** DATA EXTRACTS **
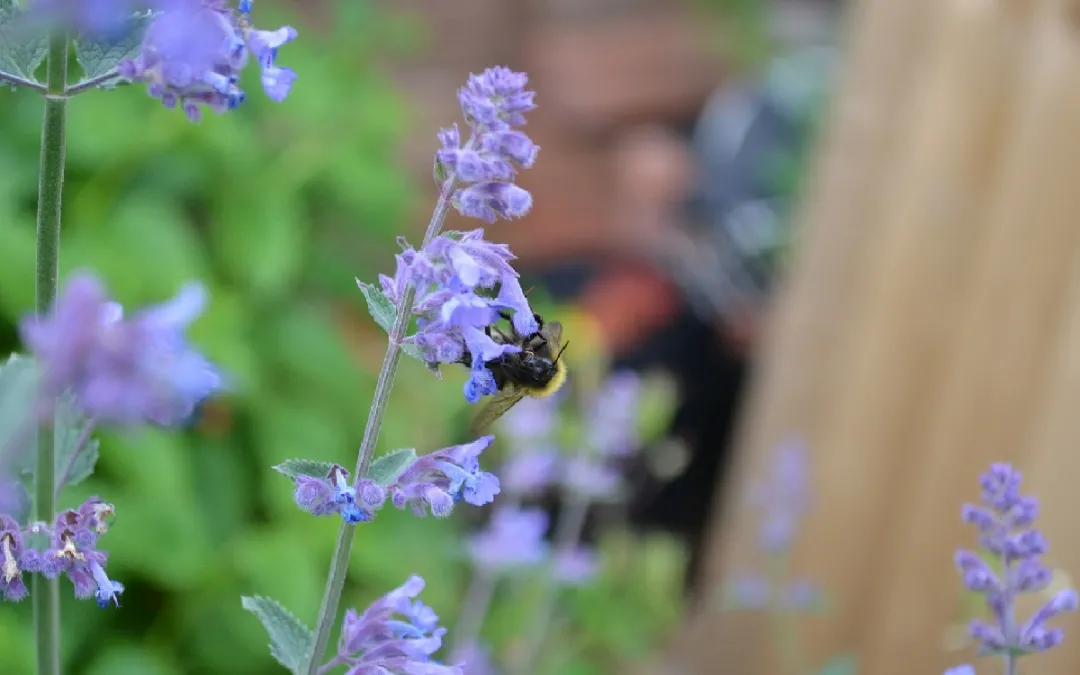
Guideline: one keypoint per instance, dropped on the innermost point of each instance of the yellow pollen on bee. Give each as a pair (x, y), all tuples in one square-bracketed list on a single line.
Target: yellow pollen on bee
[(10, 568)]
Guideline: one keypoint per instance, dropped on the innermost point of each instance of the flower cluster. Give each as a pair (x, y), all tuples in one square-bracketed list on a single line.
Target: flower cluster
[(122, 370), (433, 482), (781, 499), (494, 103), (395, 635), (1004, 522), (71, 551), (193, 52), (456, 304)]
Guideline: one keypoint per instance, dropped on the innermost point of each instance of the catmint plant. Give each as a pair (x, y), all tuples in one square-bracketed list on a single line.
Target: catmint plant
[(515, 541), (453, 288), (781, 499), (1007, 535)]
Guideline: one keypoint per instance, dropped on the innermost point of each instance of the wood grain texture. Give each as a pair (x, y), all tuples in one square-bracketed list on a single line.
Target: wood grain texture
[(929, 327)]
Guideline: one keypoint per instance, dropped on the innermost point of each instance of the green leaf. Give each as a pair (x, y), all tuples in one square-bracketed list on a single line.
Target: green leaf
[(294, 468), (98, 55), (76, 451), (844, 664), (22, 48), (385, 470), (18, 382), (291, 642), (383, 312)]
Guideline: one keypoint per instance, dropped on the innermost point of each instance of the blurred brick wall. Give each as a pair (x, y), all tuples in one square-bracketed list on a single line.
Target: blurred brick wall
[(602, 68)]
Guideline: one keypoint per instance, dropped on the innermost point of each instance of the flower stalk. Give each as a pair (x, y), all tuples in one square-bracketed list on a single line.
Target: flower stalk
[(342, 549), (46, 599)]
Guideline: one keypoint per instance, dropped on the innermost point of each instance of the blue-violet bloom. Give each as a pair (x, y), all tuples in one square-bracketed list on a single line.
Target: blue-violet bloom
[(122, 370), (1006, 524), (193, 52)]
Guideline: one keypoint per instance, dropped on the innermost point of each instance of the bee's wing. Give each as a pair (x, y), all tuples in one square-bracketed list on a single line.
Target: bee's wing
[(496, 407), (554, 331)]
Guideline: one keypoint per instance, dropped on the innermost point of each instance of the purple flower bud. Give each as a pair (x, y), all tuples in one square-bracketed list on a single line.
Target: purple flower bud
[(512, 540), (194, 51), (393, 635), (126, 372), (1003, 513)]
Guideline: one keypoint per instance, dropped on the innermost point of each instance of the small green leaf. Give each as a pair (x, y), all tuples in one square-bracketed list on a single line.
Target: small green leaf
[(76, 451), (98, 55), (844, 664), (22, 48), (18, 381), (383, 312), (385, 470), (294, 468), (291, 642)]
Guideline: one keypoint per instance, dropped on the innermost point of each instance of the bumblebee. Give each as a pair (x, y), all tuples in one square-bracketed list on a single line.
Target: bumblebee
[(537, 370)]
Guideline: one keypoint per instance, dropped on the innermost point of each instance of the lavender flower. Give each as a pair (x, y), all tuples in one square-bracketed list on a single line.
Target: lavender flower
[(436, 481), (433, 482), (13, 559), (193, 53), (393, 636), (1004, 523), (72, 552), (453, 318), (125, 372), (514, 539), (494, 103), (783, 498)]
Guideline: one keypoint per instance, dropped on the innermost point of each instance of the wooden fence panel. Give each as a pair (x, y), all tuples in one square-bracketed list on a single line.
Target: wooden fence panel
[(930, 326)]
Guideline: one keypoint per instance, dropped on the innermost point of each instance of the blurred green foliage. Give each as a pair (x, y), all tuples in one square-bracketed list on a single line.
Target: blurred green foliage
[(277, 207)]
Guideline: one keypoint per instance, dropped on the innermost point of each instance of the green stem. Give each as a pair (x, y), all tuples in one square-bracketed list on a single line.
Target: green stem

** EXERCISE AIM **
In the copy, include every record exactly and no pictures.

** EXERCISE RESULT **
Guideline: one keypoint per instance, dropped on the innermost point of each instance of the yellow pollen on bee. Give each as a pair (x, y), all tuples in one square-bracketed list on a single line.
Target: yellow pollen on bee
[(10, 568)]
Guideline: one keypoint per instance, dropped on the innermost point of each instance of the flower cluster. Give each as a pair (x, y), all tuples in one square-bracketed list on a single line.
Target: flower cluster
[(122, 370), (433, 482), (781, 499), (494, 103), (395, 635), (1004, 522), (71, 551), (193, 52), (456, 304)]
Guideline: one keypoint per instance, dropped on the innermost point of each instance of the catmint plant. Give each as a pair (x, y), all tuples in one square-bracketed list on a single line.
Target: catmint plant
[(515, 541), (453, 288), (781, 499), (1007, 535)]
Guideline: one keypoint per instance, dropped on the innermost point of each instance of the wood grain texture. Give each as a pair (x, y), all tuples in one square-bracketed list on a single line.
Target: wood grain texture
[(929, 327)]
Guideline: one keypoint per instance, dropped on the innermost point of each instance of the green leaf. Give each as a pair (x, y), all tuples in one square-bracketed list on a single line.
Target: green leaf
[(294, 468), (98, 55), (76, 451), (844, 664), (22, 48), (385, 470), (18, 382), (291, 642), (383, 312)]
Guideline: one keypoint per instance, dropped on the innermost point of each instance of the blurred brick wall. Give each as a pair (x, y), all tuples in one square-bracketed list on a single line.
Target: blurred brick wall
[(602, 68)]
Guideline: one keypoint per instance, dropped on the innermost point of each instance of the flower stalk. Give each as a pair (x, y), all tuples in one square-bracketed list on a single line.
Target: flower stalk
[(342, 549), (46, 599)]
Guideline: one keypoint per instance, dropped on the innermost point of each instance of the blue-violet bloom. Give each as a pair (x, y), all tuples in one square-bracketed list on a single line.
Target: blue-violet bloom
[(122, 370), (1006, 524), (193, 52)]
Guideline: one keypoint per instance, dropped on the innermost point of each instance of the bee's wing. Give each as a pair (x, y), all tuples in one square-bracketed list on a single line.
Target: bee's wing
[(496, 407), (554, 331)]
Guideline: one keypoint per instance, dropped on the innermost point of each instance of the purple flower bud. Give each as a pair (x, y), all tuples in one square-bracketed list on a single line.
Target: purple flower bud
[(512, 540), (194, 51), (393, 635), (126, 372), (1003, 513)]
Guideline: one keypoint per instance, dropped on the innermost point of each instance of the small green leaf. Give each as a pair (x, y), all tuples in one square-bracketed list on a single line.
Target: small green leaf
[(76, 451), (98, 55), (844, 664), (22, 48), (18, 381), (383, 312), (385, 470), (294, 468), (291, 642)]
Guideline: one keypoint per instance, dropped on the innermost point of each instance of the bumblebee. Give each as a pair (x, y), all tuples in one square-bracketed list on a single line.
Target: bumblebee
[(537, 370)]
Guideline: one keypoint per instance, dropped on the innermost point of each instance of the lavender flower. Give each as a pair (x, y), all tuples in one square-bracketed list on a single line.
Target: lavender flower
[(436, 481), (433, 482), (13, 559), (193, 53), (393, 636), (1004, 523), (72, 552), (453, 318), (125, 372), (514, 539), (494, 103), (783, 498)]
Guideline: one keypoint per instance, dropped on the innermost point of each instance of the wooden fence panel. Give each as a pair (x, y), all tuples in one square-bracketed list on a single line.
Target: wooden fence panel
[(930, 326)]
Guideline: one keypoint per instance, dropped on the innermost point of each instance of the blurred green foliage. Give each as a pair (x, y), all tuples in one square-bracketed list on a single line.
Target: blurred green foliage
[(277, 207)]
Guideline: one keypoint per instance, dropped on the innermost point of each instance of the green stem. Give each as a pair (x, y), all tuples in one square-bracketed list on a single line.
Target: green stem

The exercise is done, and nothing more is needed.